_DATA ROWS_
(begin)

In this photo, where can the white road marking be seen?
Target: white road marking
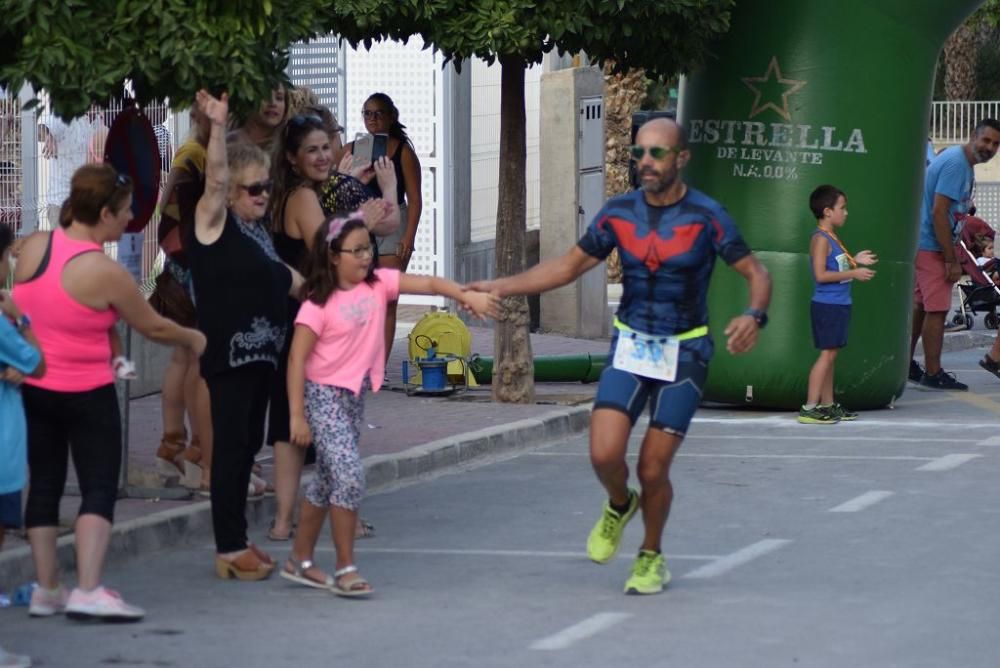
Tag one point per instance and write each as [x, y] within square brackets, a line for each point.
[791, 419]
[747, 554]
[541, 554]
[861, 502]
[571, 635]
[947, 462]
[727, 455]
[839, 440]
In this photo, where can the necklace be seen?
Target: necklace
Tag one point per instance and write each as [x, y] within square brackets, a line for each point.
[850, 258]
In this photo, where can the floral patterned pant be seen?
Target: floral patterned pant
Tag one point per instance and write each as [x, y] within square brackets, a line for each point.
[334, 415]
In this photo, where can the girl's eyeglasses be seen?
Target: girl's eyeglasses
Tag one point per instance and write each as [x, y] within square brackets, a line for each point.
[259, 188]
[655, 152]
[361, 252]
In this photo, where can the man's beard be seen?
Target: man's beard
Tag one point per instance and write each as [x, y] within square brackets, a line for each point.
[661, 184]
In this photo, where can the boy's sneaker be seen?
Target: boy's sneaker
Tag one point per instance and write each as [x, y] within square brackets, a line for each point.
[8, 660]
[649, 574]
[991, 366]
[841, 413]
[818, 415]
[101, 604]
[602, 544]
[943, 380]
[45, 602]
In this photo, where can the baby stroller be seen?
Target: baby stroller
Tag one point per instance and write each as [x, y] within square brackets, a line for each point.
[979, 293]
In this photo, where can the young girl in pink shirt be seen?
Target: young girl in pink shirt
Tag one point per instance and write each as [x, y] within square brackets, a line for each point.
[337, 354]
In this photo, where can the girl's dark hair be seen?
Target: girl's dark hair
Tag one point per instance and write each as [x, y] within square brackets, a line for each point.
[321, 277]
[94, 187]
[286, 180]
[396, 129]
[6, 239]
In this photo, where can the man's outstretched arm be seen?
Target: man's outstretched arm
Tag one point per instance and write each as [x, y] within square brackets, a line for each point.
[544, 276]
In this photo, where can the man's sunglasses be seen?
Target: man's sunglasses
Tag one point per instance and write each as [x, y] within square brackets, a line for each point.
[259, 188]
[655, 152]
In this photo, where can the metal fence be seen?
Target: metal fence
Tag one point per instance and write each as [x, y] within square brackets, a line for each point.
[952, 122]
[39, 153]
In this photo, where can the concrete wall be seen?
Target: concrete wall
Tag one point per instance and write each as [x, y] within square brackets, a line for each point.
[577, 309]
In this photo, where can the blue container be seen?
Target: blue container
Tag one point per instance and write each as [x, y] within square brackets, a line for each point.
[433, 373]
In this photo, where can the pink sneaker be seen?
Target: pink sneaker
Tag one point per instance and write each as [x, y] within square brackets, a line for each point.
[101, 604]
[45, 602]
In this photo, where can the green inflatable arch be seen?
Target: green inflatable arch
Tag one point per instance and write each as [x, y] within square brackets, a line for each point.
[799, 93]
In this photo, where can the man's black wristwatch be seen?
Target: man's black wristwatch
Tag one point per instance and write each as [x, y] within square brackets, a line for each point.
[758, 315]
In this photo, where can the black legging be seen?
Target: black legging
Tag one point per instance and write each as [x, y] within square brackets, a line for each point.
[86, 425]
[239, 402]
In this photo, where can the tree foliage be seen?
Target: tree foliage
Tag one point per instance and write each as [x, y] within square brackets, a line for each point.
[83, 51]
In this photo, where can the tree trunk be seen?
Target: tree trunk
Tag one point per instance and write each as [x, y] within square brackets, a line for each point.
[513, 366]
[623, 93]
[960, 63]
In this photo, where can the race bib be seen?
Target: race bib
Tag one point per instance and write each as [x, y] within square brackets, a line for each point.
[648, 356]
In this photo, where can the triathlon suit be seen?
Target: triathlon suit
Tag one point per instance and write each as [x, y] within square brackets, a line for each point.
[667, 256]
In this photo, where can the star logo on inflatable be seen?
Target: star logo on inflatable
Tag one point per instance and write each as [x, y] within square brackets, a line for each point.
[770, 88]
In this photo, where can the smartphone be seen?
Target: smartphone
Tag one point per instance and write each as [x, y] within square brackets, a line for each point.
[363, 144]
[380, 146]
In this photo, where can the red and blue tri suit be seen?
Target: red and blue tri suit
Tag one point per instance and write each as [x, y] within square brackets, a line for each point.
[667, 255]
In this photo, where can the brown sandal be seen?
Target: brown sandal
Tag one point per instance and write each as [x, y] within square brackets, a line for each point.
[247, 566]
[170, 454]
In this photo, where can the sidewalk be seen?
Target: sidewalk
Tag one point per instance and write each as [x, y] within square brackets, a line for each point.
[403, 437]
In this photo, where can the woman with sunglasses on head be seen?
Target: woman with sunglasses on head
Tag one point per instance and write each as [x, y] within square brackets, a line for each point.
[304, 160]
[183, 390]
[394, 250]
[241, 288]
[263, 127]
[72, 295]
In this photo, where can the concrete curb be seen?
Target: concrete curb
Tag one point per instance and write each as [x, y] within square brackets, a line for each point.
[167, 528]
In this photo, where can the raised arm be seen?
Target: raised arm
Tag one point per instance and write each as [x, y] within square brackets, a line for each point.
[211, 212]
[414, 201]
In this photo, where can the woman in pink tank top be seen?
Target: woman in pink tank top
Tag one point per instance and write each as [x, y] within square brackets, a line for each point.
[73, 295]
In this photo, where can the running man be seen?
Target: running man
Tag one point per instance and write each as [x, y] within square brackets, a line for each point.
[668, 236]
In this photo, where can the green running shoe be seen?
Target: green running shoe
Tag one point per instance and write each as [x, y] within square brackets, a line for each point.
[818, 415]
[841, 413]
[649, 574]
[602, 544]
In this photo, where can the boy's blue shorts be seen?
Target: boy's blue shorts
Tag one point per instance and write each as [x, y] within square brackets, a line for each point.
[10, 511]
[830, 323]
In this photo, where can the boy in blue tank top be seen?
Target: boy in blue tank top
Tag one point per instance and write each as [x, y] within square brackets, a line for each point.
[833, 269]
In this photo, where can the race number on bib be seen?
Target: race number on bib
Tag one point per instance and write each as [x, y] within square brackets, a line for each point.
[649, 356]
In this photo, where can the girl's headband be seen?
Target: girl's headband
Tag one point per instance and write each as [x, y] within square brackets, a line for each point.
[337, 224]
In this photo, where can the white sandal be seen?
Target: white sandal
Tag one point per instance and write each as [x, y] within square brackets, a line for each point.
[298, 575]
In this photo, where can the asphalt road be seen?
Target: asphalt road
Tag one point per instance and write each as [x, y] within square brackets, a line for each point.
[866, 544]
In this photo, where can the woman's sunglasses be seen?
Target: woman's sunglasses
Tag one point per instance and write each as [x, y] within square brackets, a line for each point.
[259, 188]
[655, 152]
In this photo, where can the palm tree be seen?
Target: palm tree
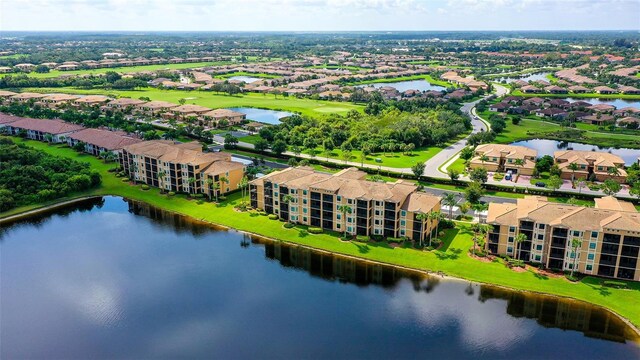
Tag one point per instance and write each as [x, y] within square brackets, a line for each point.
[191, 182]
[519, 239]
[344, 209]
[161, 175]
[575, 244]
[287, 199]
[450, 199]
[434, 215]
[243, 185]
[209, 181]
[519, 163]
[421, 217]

(end)

_WRITTEN EXERCISE_
Quote precisely the lines of the data from the line containing "In this photo, where can the asphalt" through its final line, both included, excluding pictures.

_TASK RESPONSE_
In this photo, where can the asphalt road be seen?
Target: asphalt road
Tag one point per instance and write each as [x, y] within square brackets, a line for each point.
[866, 544]
In this photo, where can the woman's sunglasses be seen?
Target: woman's sunglasses
Tag one point per instance and write each as [x, y] within square brackets, a line for each point.
[259, 188]
[655, 152]
In this photo, where can the palm tree be seen?
Target: palm tree
Tag one point per instance and write each as [x, y] within square brackets, a line for each point.
[191, 182]
[519, 239]
[344, 209]
[161, 175]
[575, 244]
[287, 199]
[450, 199]
[434, 215]
[243, 185]
[209, 181]
[519, 163]
[421, 217]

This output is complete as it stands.